[Dataset excerpts on object pointing]
....

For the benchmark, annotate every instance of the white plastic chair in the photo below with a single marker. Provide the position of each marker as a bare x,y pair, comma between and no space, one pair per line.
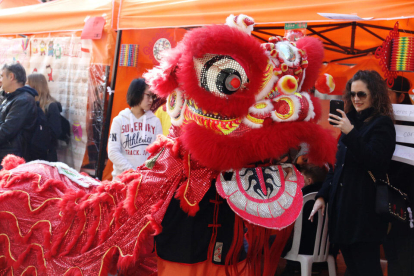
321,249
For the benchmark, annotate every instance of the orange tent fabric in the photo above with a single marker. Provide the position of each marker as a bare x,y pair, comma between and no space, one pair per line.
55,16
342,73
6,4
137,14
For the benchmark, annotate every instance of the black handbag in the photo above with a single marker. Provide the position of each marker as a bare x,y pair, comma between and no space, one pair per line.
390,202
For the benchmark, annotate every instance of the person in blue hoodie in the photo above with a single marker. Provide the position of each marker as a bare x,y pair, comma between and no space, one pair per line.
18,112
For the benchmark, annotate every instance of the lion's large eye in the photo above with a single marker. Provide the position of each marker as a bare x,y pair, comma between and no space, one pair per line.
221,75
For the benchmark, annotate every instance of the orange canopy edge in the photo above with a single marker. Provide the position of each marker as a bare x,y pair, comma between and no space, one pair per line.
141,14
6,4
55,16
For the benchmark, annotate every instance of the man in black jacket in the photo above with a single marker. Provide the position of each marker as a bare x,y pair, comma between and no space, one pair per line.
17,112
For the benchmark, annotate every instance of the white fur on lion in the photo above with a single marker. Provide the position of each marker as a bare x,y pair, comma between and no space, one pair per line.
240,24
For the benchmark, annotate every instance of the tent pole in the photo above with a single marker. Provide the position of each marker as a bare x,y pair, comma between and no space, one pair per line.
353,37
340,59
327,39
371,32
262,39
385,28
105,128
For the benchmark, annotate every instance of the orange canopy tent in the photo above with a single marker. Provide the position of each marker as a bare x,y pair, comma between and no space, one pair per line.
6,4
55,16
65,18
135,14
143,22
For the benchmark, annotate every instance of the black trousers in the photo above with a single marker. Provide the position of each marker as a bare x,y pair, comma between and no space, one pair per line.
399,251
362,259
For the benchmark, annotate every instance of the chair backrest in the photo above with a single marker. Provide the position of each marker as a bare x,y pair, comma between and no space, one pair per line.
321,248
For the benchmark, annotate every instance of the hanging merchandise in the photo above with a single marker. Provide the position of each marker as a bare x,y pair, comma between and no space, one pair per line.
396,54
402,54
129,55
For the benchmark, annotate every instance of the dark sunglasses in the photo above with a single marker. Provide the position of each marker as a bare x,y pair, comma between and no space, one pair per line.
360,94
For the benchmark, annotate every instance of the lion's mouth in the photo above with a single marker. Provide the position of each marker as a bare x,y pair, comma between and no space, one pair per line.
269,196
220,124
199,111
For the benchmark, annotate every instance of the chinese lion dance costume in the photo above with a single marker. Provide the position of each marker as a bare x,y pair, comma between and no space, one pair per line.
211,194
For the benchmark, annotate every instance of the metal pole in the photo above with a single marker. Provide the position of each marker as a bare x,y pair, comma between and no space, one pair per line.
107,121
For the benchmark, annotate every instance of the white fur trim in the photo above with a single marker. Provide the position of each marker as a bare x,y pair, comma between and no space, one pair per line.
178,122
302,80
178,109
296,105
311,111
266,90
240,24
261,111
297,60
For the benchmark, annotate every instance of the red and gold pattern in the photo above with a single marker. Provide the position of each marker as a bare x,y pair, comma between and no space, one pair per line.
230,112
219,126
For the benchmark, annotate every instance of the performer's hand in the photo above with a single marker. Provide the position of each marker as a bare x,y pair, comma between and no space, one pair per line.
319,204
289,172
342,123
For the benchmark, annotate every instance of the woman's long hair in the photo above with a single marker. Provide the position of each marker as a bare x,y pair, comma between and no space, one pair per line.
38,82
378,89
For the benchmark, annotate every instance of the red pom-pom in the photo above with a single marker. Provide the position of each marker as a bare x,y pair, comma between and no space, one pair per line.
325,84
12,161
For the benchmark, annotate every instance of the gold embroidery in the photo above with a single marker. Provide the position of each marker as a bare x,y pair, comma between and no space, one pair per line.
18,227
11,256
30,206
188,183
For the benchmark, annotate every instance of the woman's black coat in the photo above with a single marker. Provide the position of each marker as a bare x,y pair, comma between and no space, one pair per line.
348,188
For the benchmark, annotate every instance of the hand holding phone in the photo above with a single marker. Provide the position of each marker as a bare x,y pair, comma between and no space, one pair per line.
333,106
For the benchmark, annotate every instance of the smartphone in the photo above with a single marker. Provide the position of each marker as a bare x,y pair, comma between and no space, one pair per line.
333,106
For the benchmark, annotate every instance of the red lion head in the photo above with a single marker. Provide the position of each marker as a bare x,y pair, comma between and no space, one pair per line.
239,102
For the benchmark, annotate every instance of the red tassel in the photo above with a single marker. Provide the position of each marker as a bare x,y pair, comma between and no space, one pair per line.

....

▶ _WHAT TO DO_
Omitting all images, retype each line of the records precisely.

▶ _CORRECT RESPONSE_
For the benchmark, annotate every instance of the white plastic chair in the photo below with a single marker. Provide the position of each marker as a bare x,y pair, comma between and no space, one pair per line.
321,249
For the benchmark, annotate every instance of the orange tent fabric in the photo above with a single marker. Provide the position of each marker as a bare x,y pair, comma between and no space, one pair per line.
55,16
342,73
6,4
137,14
For the benchmark, annotate every instance of the black handbag in the photo above with a single marker. Provide the position of each marker as a bare x,y pair, comma between and no space, one pair per line.
390,202
For the benchmark, annotate every instance of the person in blue hoodie in the photo above with a single marker. Provide the position of each marker as a bare x,y pair, comma between and no space, one pair per line.
18,112
For the benchmark, annotate every instance of the lion's large eye in the photo above with a single marker. Provide the position of each marker as a bare x,y pair, comma between and no space, one pair per line.
221,75
For the benchmark, annotate every instance of the orange canopy edge in the photo above with a single marker. Provide the position of each marker as a bare x,y pair, comma between and no space, one pair per line.
141,14
6,4
55,16
For the benchmark, annotate every instance of the man in black jacket in the photo above with a single marker. Provide the position of each marker as a bare x,y pair, comma between and no space, one pair per line.
17,112
For the benchmark, annotate every instance of the white fur on lion in the photo above with a single marker. Provide the position of each marker as a bare x,y pair, comma between and no space, one pair per line.
240,24
For the benchmark, annotate every instance of the tent pole in the photo above with a single marker. Provide the position of each marker as a bare x,y pair, comma between and no space, one pair per line.
353,37
340,59
327,39
371,32
262,39
385,28
105,128
For the benchmark, annotate every instance of the orange canopy tent in the photo above with a single marker. Provide the position of each marker as a bare x,y pair, comma between and no space, one pair per line.
6,4
55,16
65,18
135,14
143,22
For the benchmark, annotate every instance of the black trousers in the photo above with a single marker. Provide the position of each marker as a bare x,y pair, comma between and no space, one pair per line.
399,251
362,259
For the benchmark, annotate every instance of the chair backrest in the photo above with a single marker. Provide the position of each marker as a bare x,y pair, comma between and no space, one pair per line.
321,248
For the benchmark, annotate every instance of the hanging merchandise in the photo above with a single marker. Provide the position of each marker as a bare x,y pair, comma between and no space, one pair per line.
396,54
402,54
129,55
For the benchmark, annotate every instance of the dark sunglasses in the photo above with a single marker. Provide the position of each marker as a bare x,y pair, comma between and no space, one pair per line.
360,94
For the benchmark, annotate every instance of the lion's mouth in the photo above with a single marker. Provide the position of each marker as a bare x,y pair, comma between and no space, one pair per line.
269,196
220,124
199,111
For the benchmark, annotate every instance of the chinese lion dance costume in the photo above with a single marker. Provide the position of each marker as a bare x,y pair, comma between and no space, one pair per line.
211,194
For the benchmark, annotate every instance of the metal pole in the photo above with a single marker. Provide the position of each marker as a bare x,y pair, comma between and no space, one pair per line.
107,121
For the benchmark, annotate every instance of the white fur trim in the photo above with a single marker. Provide the position of each marker as a bare x,y pair, comma between and no space, one pair per line.
178,122
302,80
178,109
296,105
311,111
266,90
240,24
261,111
297,60
For the benchmark, annotate every instance of the red and gold pattern in the photo above with a single marker. Provide the position of each marker as a bare x,y pair, comma between and no space, one pair per line.
230,112
219,126
For the benchmark, annotate every instance of the performer's hand in the photo above with a single marker. Provide the position of each marker as a bare x,y pair, comma between and no space, one pair per line.
319,204
289,172
342,123
For the benchmark, annotate every instance of the woman's long hair in the photo above with a single marker. Provide the position of each marker as a bare x,y pair, comma between and no space, one pair per line.
38,82
378,89
For the benchmark, annotate every instance of the red pom-pom in the photo above with a single marker. Provide the position of each marker as a bare x,y pair, comma between and no space, one pair per line.
325,84
12,161
For the benchmark, annotate every instance of the gold embroidery in the photo above with a single marker. Provide the position of each marker as a bare x,y pair, comma between and no space, one pair per line.
18,227
11,256
30,206
188,183
For the benchmark, annotate every instance of the woman's black coat in the photo above with a single marker. Provide the position of each marker as a bare x,y pair, comma between and no space, one pair per line.
348,188
For the benchmark, annotate every instance of the hand holding phone in the photo above with a single marker. Provide the position of each marker as a bare x,y pair, comma between and no space, one pair per line.
333,106
For the benchmark, annotate every instance of the smartphone in the photo above with a single marker. Provide the position of each marker as a bare x,y pair, comma between and no space, one pair per line.
333,106
For the benchmark, annotate every instance of the red lion head in the photo above with a single marker. Provide the position of each marker as a bare x,y pair, comma between and no space, one pair per line.
239,102
For the benchmark, annotate every instance of the red tassel in the photo above with a single marker. Provide the position of each marker as a bare x,y pair, comma between and no space, one pair per line.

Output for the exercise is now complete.